→ **What is required**
In one to three sentences, explain why the author of the forum post below recommends the LCM method for work rate problems.

──────── Text shown

I have recently completed my GMAT and wanted to share an approach I used to solve work rate problems with you all. This forum was really helpful during my preparation and I guess sharing some of the methods I used while solving certain problems is a way I would like to give back to the forum. Hope you all find this useful.

Before I begin, I'd like to make it clear that this is not a method I invented. I came across this a few years ago while studying for some other entrance and found it useful for GMAT as well. I'm sure there was no copyright and hence I'm quite sure I'm not violating one in sharing this method. I;m not being able to find the source now but will definitely look for it and edit the post with it if I find it.

Work rate problems can be a tad bit nasty and messed up at times. It is all good as long as just A and B are at it and you just have one equation and one variable. It can get tricky if there are 3 or more entities involved and they all work for different periods of time. The usual approach to such problems includes the use of variables and fractions which leave plenty of scope for mistakes. The method I use is primarily aimed at avoiding these possibilities.

Let’s call the method I will be discussing the LCM method. The basic principle of this method is to take what all is known, find their LCM and take that to be the total units of work to be done.

Sounds confusing? What better way to clarify than the use of examples.

Example 1:
X can do a work in 5 days and Y can do it in 15 days, In how many ways can they together complete the work?
Standard solution: X can do 1/5 work in one day and Y can do 1/15.
Working together, X and Y can do 1/5+1/15=4/15 of the work. So to complete 1 unit of work they will take 15 days.
LCM Method solution:The LCM of 5 and 15 is 15. So lets assume the total work to be 15 units.
So in 1 day, X does 3 units of work and B does 1 unit. Working together, they can do 4 units of work in 1 day.

────────────────
──────── Provided data

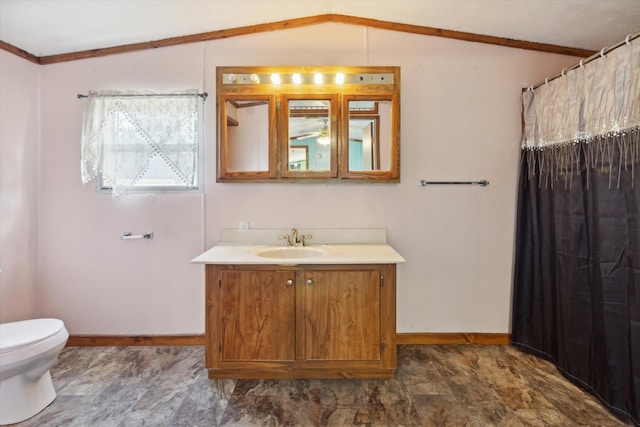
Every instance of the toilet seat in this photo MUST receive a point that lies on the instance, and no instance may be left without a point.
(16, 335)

────────────────
──────── Provided data

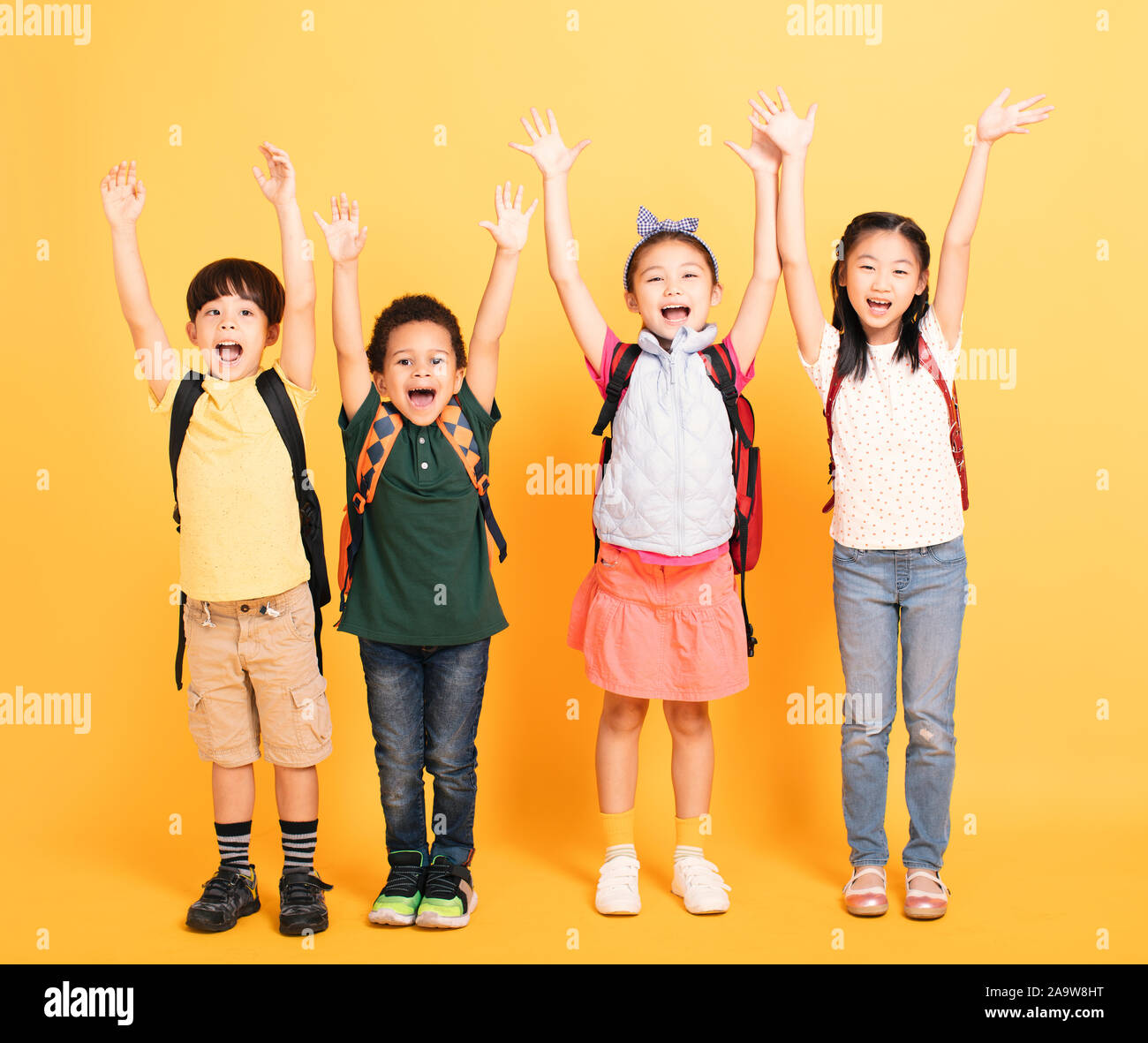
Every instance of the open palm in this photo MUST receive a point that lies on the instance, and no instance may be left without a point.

────────────────
──────── Provided data

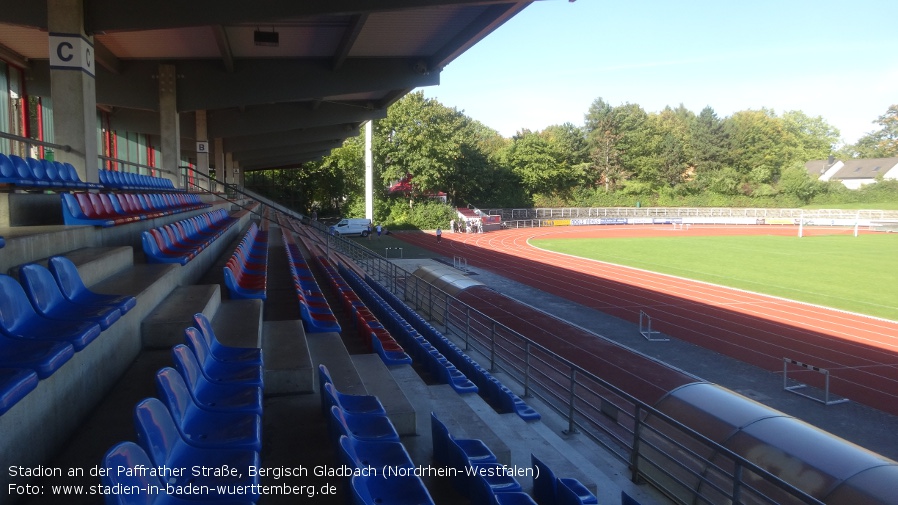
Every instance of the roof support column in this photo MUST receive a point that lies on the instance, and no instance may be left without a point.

────────────────

→ **Answer for the task**
The usual approach to work rate problems uses variables and fractions, which leave plenty of scope for mistakes, especially when three or more entities work for different periods of time. The LCM method mainly aims to avoid those mistakes: it takes the LCM of the known quantities as the total units of work to be done.